> _READING PASSAGE_
** START **
In order to placate him, Şık Battal advises his wife to suckle on the dev's wife's breasts until he tells her to "make her teeth bone". His wife does as he says and is begrudgingly welcomed into the devs' midst. The next day, the dev-wife orders the girl to fetch bird feathers to make a mattress for her daughter - Şık Battal reveals the snakes, centipedes, wolves and birds are his friends and they will help her: they should go up a mountain, she should cover his face with a shroud and shout that Şık Battal is dead, and the birds will offer their feathers. It happens thus, and the dev-woman suspects the girl had help. Still, for the next task, the dev woman orders the girl to go to a relative of hers and fetch a quilt adorned with bells - a trap, since the other relative did not do the same vow. For this one, Şık Battal gives his wife a ring for her to use when she goes there to fetch the object. Failing twice to kill the human, the devs light four candles on each hand and forces the girl to illuminate the wedding couple for the whole night. It happens thus, and the girl cries to Şık Battal her fingers are burning. Thus, Şık Battal beheads the dev bride, puts out the candles and escapes with his human wife. The next morning, the dev sends his brothers after them. On the road, in order to elude their pursuers, Şık Battal and his wife turn themselves into objects: first, into a gargoyle (him) and a spring (his wife); then, into a maiden (him) and another spring (his wife); lastly, into a thorny branch (her) and a snake coiled around it (him). The dev himself comes to the pair and recognizes this transformation as them. Şık Battal then kills the seven-headed dev and returns home with his human wife.

==== Şah Mehemet ====
In a Turkish tale collected from a source in Kilis with the title Şah Mehemet, a padishah has an only daughter. One day, an old woman comes to sit before the padishah and propose on her son's behalf for three days. The padishah tries to get rid of her by ordering her son to provide forty camels loaded with gold, wheat, barley, and poultry. The prospective suitor provides his future father-in-law with 800 camels loaded with the requested gifts. He also builds a palace overnight, more beautiful than the padishah's. The monarch gives his daughter to be married to the snake, and she moves out to the snake's palace and finds the animal on their bed. Some days later, the snake husband reveals himself out of the snakeskin to the princess as a handsome human youth, and asks her not to reveal the secret. Later, the padishah organizes an equestrian tournament, which the snake husband competes in human form. The attendees mock the princess for her snake husband, and she eventually says the mysterious rider is her snake husband. The snake husband admonishes her for her betrayal, says she can find him when her iron shoes are worn out, her iron staff is bent and pigeons have made a nest on her head, then vanishes.
** END **
> _SUPPLIED DATA_
** START **
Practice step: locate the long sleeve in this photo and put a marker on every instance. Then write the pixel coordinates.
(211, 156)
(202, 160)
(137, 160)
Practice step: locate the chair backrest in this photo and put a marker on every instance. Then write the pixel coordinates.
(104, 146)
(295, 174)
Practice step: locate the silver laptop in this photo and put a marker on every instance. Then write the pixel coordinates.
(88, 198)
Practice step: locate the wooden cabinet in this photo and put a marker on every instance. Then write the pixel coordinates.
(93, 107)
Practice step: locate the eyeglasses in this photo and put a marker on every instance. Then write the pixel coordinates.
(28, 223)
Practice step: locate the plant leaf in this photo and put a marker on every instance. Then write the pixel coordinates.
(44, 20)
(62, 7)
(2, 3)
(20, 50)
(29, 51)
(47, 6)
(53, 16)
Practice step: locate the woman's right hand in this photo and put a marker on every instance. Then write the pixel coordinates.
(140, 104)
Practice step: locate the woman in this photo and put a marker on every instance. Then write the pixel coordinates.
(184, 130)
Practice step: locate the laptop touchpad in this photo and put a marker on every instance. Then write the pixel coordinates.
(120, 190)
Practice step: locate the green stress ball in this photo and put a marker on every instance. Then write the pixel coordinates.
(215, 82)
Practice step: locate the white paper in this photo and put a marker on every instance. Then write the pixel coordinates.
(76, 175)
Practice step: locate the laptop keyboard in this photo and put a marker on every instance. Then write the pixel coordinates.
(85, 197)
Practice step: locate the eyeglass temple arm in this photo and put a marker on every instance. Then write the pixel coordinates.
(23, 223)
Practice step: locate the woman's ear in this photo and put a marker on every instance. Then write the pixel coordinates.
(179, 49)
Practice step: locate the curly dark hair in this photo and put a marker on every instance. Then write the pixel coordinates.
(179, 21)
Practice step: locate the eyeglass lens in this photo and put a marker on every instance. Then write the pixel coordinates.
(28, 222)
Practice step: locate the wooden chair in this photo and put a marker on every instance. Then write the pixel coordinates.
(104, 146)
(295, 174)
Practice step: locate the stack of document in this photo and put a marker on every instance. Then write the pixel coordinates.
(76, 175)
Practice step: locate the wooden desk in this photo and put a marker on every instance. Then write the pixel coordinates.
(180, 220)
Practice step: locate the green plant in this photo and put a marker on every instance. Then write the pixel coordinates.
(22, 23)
** END **
> _CHALLENGES_
1. Answer these questions about the folktale passage, one line each:
(a) How many candles do the devs light on each of the girl's hands?
(b) How many camels loaded with gifts does the suitor give the padishah?
(c) The tale titled Şah Mehemet was collected from a source in what place?
2. Copy the part of the records that runs from the line containing "Practice step: locate the curly" through the end of the records. Keep every line, requests included, and increase each coordinate in the answers by 83.

> _ANSWERS PROVIDED_
1.
(a) Four
(b) 800
(c) Kilis

2.
Practice step: locate the curly dark hair in this photo and put a marker on every instance. Then write the pixel coordinates.
(262, 104)
Practice step: locate the eyeglass lens in this photo and put a marker on every instance. Then write the pixel coordinates.
(111, 305)
Practice step: locate the wooden chair in this photo and put a marker on every instance. Then write the pixel coordinates.
(187, 229)
(378, 257)
Practice step: locate the stack of document in this photo and put a marker on every instance. Then write the pixel coordinates.
(159, 258)
Practice step: locate the wooden desk in this photo and put a marker on every instance. Then write the pixel coordinates.
(263, 303)
Practice step: locate the green plant in this photo and put a marker on every instance. Then write the pixel coordinates.
(105, 106)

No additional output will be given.